Collected data:

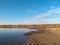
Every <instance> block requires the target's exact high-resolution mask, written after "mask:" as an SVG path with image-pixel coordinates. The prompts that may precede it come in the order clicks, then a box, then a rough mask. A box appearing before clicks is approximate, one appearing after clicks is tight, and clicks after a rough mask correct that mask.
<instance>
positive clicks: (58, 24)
mask: <svg viewBox="0 0 60 45" xmlns="http://www.w3.org/2000/svg"><path fill="white" fill-rule="evenodd" d="M0 28H30V29H31V28H33V29H39V28H40V29H41V28H60V24H39V25H0Z"/></svg>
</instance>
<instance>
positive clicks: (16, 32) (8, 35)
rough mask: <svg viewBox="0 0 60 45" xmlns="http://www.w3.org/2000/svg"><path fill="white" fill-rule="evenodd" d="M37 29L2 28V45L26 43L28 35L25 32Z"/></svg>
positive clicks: (1, 28) (13, 44) (0, 44)
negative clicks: (12, 28) (16, 28)
mask: <svg viewBox="0 0 60 45" xmlns="http://www.w3.org/2000/svg"><path fill="white" fill-rule="evenodd" d="M30 31H36V29H26V28H21V29H15V28H13V29H7V28H5V29H2V28H1V29H0V45H24V43H25V42H26V40H27V37H26V36H25V35H24V33H27V32H30Z"/></svg>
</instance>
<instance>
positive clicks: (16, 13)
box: [0, 0, 60, 24]
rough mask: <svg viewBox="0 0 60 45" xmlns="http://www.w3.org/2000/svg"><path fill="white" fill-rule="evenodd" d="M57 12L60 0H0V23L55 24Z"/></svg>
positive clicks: (57, 13) (58, 17) (59, 3)
mask: <svg viewBox="0 0 60 45" xmlns="http://www.w3.org/2000/svg"><path fill="white" fill-rule="evenodd" d="M56 12H57V13H56ZM59 14H60V0H0V24H51V23H53V24H55V23H60V20H59V19H60V15H59Z"/></svg>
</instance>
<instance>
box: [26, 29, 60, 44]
mask: <svg viewBox="0 0 60 45" xmlns="http://www.w3.org/2000/svg"><path fill="white" fill-rule="evenodd" d="M45 30H46V31H44V32H42V33H36V34H35V33H34V34H32V35H29V36H27V37H28V40H27V42H26V43H25V45H34V44H35V45H60V28H46V29H45Z"/></svg>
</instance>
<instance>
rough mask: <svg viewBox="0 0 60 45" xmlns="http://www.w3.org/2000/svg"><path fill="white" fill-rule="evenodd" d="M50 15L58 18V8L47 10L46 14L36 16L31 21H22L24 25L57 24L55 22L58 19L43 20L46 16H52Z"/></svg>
mask: <svg viewBox="0 0 60 45" xmlns="http://www.w3.org/2000/svg"><path fill="white" fill-rule="evenodd" d="M52 14H56V15H57V16H58V17H59V18H60V8H56V9H53V10H49V11H48V12H45V13H42V14H39V15H36V16H34V17H32V19H27V20H25V21H24V23H25V24H50V23H59V22H57V20H58V19H59V18H58V17H56V18H52V19H51V18H44V17H47V16H52Z"/></svg>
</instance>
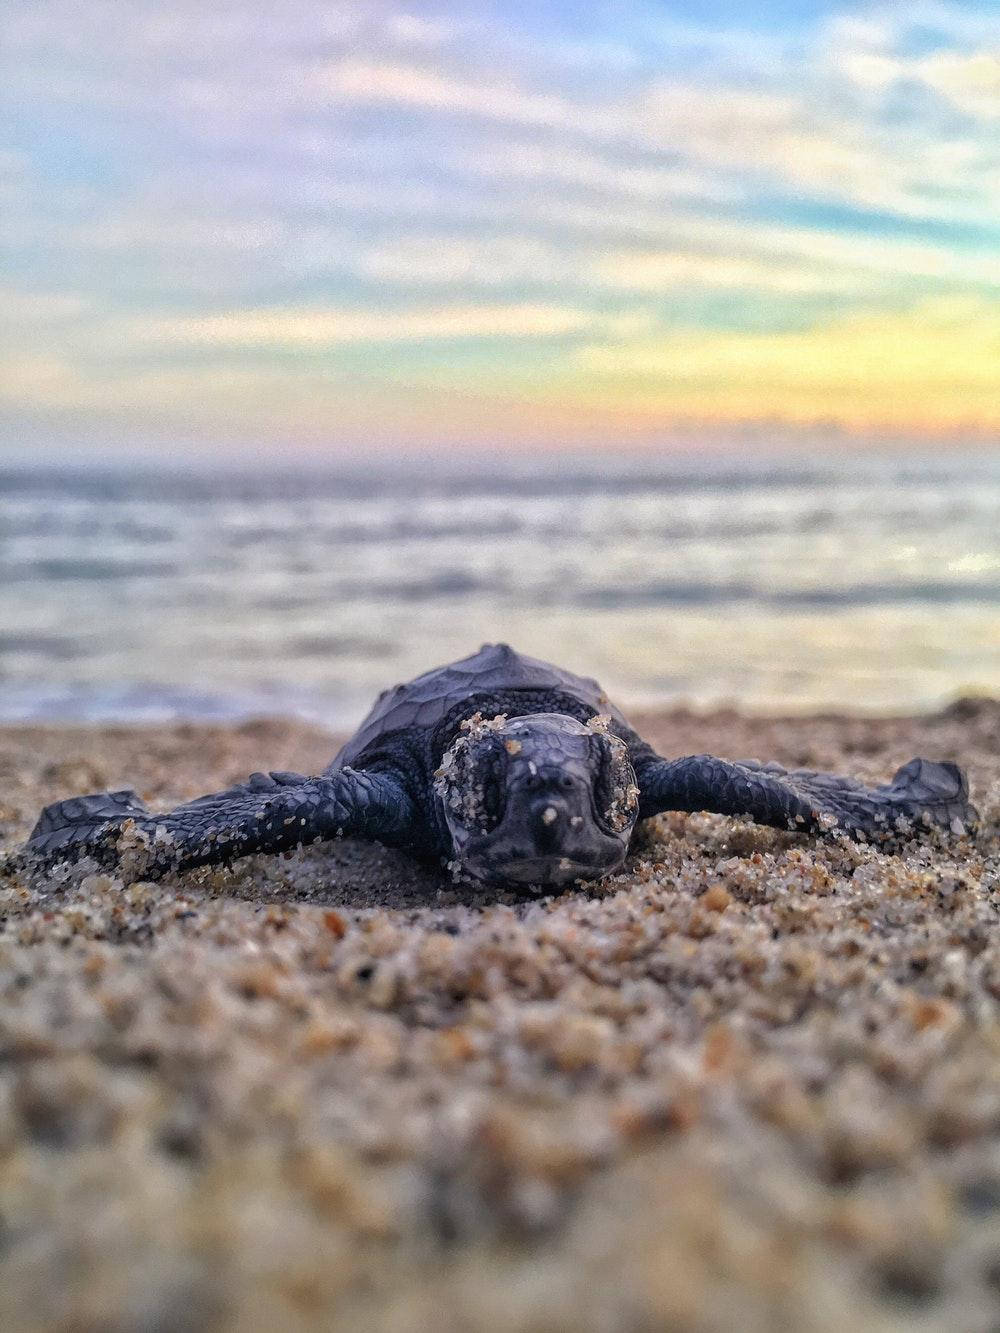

[WHAT IS BEING ASKED]
Take the data above and set it down exactly, images excluded.

[RESPONSE AREA]
Every <instance> block requires the target's exact high-resolution mask, written after "mask:" as an SVG path with image-pixel coordinates. The prompts that may precede it come in the order clicks, then a box, then a rough mask. A box appearing before clicks is approximate, one appearing after clicks is tight, and clicks after a rough mask correct that mask.
<instance>
positive clicks: (58, 24)
mask: <svg viewBox="0 0 60 45" xmlns="http://www.w3.org/2000/svg"><path fill="white" fill-rule="evenodd" d="M0 28H30V29H31V28H33V29H39V28H40V29H41V28H60V24H39V25H0Z"/></svg>
</instance>
<instance>
positive clicks: (16, 32) (8, 35)
rough mask: <svg viewBox="0 0 60 45" xmlns="http://www.w3.org/2000/svg"><path fill="white" fill-rule="evenodd" d="M37 29L2 28V45L26 43L28 35L25 32Z"/></svg>
positive clicks: (1, 28) (13, 44) (0, 44)
negative clicks: (12, 28) (16, 28)
mask: <svg viewBox="0 0 60 45" xmlns="http://www.w3.org/2000/svg"><path fill="white" fill-rule="evenodd" d="M30 31H36V29H26V28H21V29H15V28H13V29H7V28H5V29H2V28H1V29H0V45H24V43H25V42H26V40H27V37H26V36H25V35H24V33H27V32H30Z"/></svg>
</instance>
<instance>
positive clicks: (16, 13)
box: [0, 0, 60, 24]
rough mask: <svg viewBox="0 0 60 45" xmlns="http://www.w3.org/2000/svg"><path fill="white" fill-rule="evenodd" d="M57 12L60 0H0V23L55 24Z"/></svg>
positive clicks: (57, 13) (58, 17) (59, 3)
mask: <svg viewBox="0 0 60 45" xmlns="http://www.w3.org/2000/svg"><path fill="white" fill-rule="evenodd" d="M56 12H57V13H56ZM59 14H60V0H0V24H51V23H53V24H55V23H60V20H59V19H60V15H59Z"/></svg>
</instance>
<instance>
box: [26, 29, 60, 44]
mask: <svg viewBox="0 0 60 45" xmlns="http://www.w3.org/2000/svg"><path fill="white" fill-rule="evenodd" d="M45 30H46V31H44V32H42V33H36V34H35V33H34V34H32V35H29V36H27V37H28V40H27V42H26V43H25V45H34V44H35V45H60V28H46V29H45Z"/></svg>
</instance>
<instance>
rough mask: <svg viewBox="0 0 60 45" xmlns="http://www.w3.org/2000/svg"><path fill="white" fill-rule="evenodd" d="M50 15L58 18V8L47 10L46 14L36 16L31 21H22L24 25L57 24L55 22L58 19L43 20L46 16H52Z"/></svg>
mask: <svg viewBox="0 0 60 45" xmlns="http://www.w3.org/2000/svg"><path fill="white" fill-rule="evenodd" d="M52 14H56V15H57V16H58V17H59V18H60V8H56V9H53V10H49V11H48V12H45V13H42V14H39V15H36V16H34V17H32V19H27V20H25V21H24V23H25V24H50V23H59V22H57V20H58V19H59V18H58V17H56V18H52V19H51V18H44V17H47V16H52Z"/></svg>
</instance>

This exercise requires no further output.